» **Quoted text**
*-*-*
Volume Of Rectangular Prisms
Part of the Math for Young Minds curriculum — designed for neurodivergent students, grounded in real-world examples.
📋 Session plan (for teachers)
Session 7 — Volume of rectangular prisms
Grade 5 · Math for Young Minds Total time: ~22 minutes Common Core: 5.MD.C.5 Today's idea: Volume is how much space fits inside a box — and there's a shortcut to find it.
What students will be able to do
By the end of this session, the student can:
- Explain volume as the number of unit cubes that fill a 3D space.
- Use the formula V = length × width × height.
- Compute the volume of a real rectangular box.
Materials
- A small rectangular box per pair (shoe box, tissue box, small shipping box)
- A pile of cubes per pair (for unit-cube counting)
- A ruler per pair
- Worksheet (one per student)
- Pencils
Substitution: No cubes? Sugar cubes, dice, or even paper-folded 1-inch squares stacked work fine. The point is to count something that fills the box.
New words
| Word | Meaning we use in class |
|---|---|
| volume | The amount of 3D space inside something — measured in cubic units. |
| cubic units | The units for volume. Like cm³, in³, or m³. |
Heads-up — common confusions
- Some students will mix up volume with area or perimeter. Area is flat (2D); volume fills (3D).
- Volume needs three dimensions. If you only multiply two, you're finding area, not volume.
- Watch the units.
cmis length.cm²is area.cm³is volume. Say the little "3" out loud as "cubic."
Plan
1 · Hello & today's idea — 2 min
"Today we figure out something grown-ups care about a lot — how much fits inside a box. A cereal box. A fish tank. A moving box. We call that volume."
Hold up a small box.
Ask: "If I wanted to know how many little cubes would fit inside this box, how would I figure that out?"
Take a couple of guesses. Don't correct yet. Just listen.
2 · Hands-on explore — 6 min
Give each pair a small box and a pile of cubes.
Prompt: "Fill the bottom of your box with one layer of cubes. Count them. Then figure out how many layers tall the box is. No formula yet — just count."
Let them work. Listen for:
- Are they covering the whole bottom with cubes?
- Are they noticing they can multiply the bottom layer by the number of layers?
After ~3 minutes, pause everyone.
"How many cubes filled your box? Did anyone find a shortcut instead of counting every single cube?"
Take 2–3 responses. You're listening for "I counted one layer and multiplied" or "length times width times height."
3 · Connect to the math — 4 min
Name what just happened.
"The number of unit cubes that fill a box is its volume. And there's a shortcut."
Write on the board:
V = length × width × height
(the 3 dimensions)
Draw a quick box labeled 4 cm long, 3 cm wide, 2 cm tall.
*-*-*
» **Listing**
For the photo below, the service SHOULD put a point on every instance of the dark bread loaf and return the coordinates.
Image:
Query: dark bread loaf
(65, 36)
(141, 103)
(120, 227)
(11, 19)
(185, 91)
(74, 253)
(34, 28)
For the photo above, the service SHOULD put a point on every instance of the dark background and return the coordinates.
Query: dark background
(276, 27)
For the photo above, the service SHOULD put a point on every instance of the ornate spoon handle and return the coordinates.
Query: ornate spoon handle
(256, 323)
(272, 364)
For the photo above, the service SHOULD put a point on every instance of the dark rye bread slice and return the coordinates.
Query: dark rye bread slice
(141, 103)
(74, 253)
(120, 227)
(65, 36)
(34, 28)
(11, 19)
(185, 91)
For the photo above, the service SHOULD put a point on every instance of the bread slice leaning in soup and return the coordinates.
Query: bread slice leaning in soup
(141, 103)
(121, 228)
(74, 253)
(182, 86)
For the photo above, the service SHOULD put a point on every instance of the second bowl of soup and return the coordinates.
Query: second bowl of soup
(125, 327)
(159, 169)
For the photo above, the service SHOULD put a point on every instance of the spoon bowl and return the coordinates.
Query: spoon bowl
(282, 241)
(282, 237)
*-*-*
» **Goal of the exercise**
Continue the session plan on the volume of rectangular prisms, starting right after its last line.

» **Output**
"One layer on the bottom has 4 × 3 = 12 cubes. There are 2 layers. So 12 × 2 = 24 cubes total."
Write: V = 4 × 3 × 2 = 24 cm³
"We write a little 3 up top — cm³ — because we filled 3D space. Say it: 'cubic centimeters.'"
4 · Practice with support — 8 min
Pass out the worksheet.
Do problem 1 together out loud, drawing the box on the board.
"A box is 4 cm long, 3 cm wide, 2 cm tall. Volume?" Write: 4 × 3 × 2 = 24 cm³
Then let students try the next problems on their own or with a partner. Circulate.
- Problem 2 (solo): Fish tank, 30 cm × 20 cm × 25 cm. → 15,000 cm³
- Problem 3 (solo): Shoe box, 12 in × 8 in × 5 in. → 480 in³
- Problem 4 (stretch): You have 60 unit cubes. List 3 different boxes you could build. → e.g., 1×1×60, 2×3×10, 4×5×3
If a student is stuck on the stretch, suggest they start with factors of 60 and build from there.
Check that students are writing the cubic units — cm³ or in³ — not just a number.
5 · What we did + Try at home — 2 min
"Today you learned that volume is the space inside a 3D shape, measured in cubic units. The shortcut: length × width × height."
Hand out the take-home card:
"Tonight, find a small box at home — a cereal box, a tissue box, a shoe box. Measure the three sides with a ruler. Compute the volume. Bring the number to class."
Observation rubric — what to notice in this session
Use this during the session, not as a test. One observation per student is plenty.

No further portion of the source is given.